Cette année, 555 nouveaux romans arrivent en librairies. Vous savez, ceux dont tout le monde vous parle partout tout le temps. Tous les ans, la «rentrée littéraire» —qui dispose même de sa propre page Wikipédia— est en effet l’événement culturel phare du début de l’automne.
Sa surmédiatisation s’explique assez simplement: c’est à l’automne que se concentrent les principales remises de prix —Goncourt, Renaudot, Fémina, Interallié, etc— ce qui en fait un événement annuel unique pour l’industrie.
Alors qu’au cinéma, par exemple, les festivals se répartissent sur toute l’année: Cannes en mai, Toronto et Venise en septembre, Sundance en janvier, la Berlinale en février… Et s’il est parfaitement accepté de sortir 555 livres en même temps, la même chose ne serait pas possible pour des pièces de théâtre, des expositions ou des films, pour de simples raisons logistiques.
#####
Consignes de l'exercice: Renvoyez, s'il vous plaît, le passage du texte sur la rentrée littéraire qui va de « Cette année, 555 » jusqu'à « simples raisons logistiques. » inclus, sans y changer un mot. Les items qui suivent sont indépendants du texte sur la rentrée littéraire.

Liste des données:
#####
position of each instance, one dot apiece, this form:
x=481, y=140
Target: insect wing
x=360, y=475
#####
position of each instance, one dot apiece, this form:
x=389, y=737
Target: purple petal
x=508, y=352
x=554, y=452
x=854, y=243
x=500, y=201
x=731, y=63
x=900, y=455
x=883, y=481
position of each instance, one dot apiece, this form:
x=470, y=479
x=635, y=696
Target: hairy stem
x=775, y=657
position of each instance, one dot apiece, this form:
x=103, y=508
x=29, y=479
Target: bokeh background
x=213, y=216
#####
La réponse:
Cette année, 555 nouveaux romans arrivent en librairies. Vous savez, ceux dont tout le monde vous parle partout tout le temps. Tous les ans, la «rentrée littéraire» —qui dispose même de sa propre page Wikipédia— est en effet l’événement culturel phare du début de l’automne.
Sa surmédiatisation s’explique assez simplement: c’est à l’automne que se concentrent les principales remises de prix —Goncourt, Renaudot, Fémina, Interallié, etc— ce qui en fait un événement annuel unique pour l’industrie.
Alors qu’au cinéma, par exemple, les festivals se répartissent sur toute l’année: Cannes en mai, Toronto et Venise en septembre, Sundance en janvier, la Berlinale en février… Et s’il est parfaitement accepté de sortir 555 livres en même temps, la même chose ne serait pas possible pour des pièces de théâtre, des expositions ou des films, pour de simples raisons logistiques.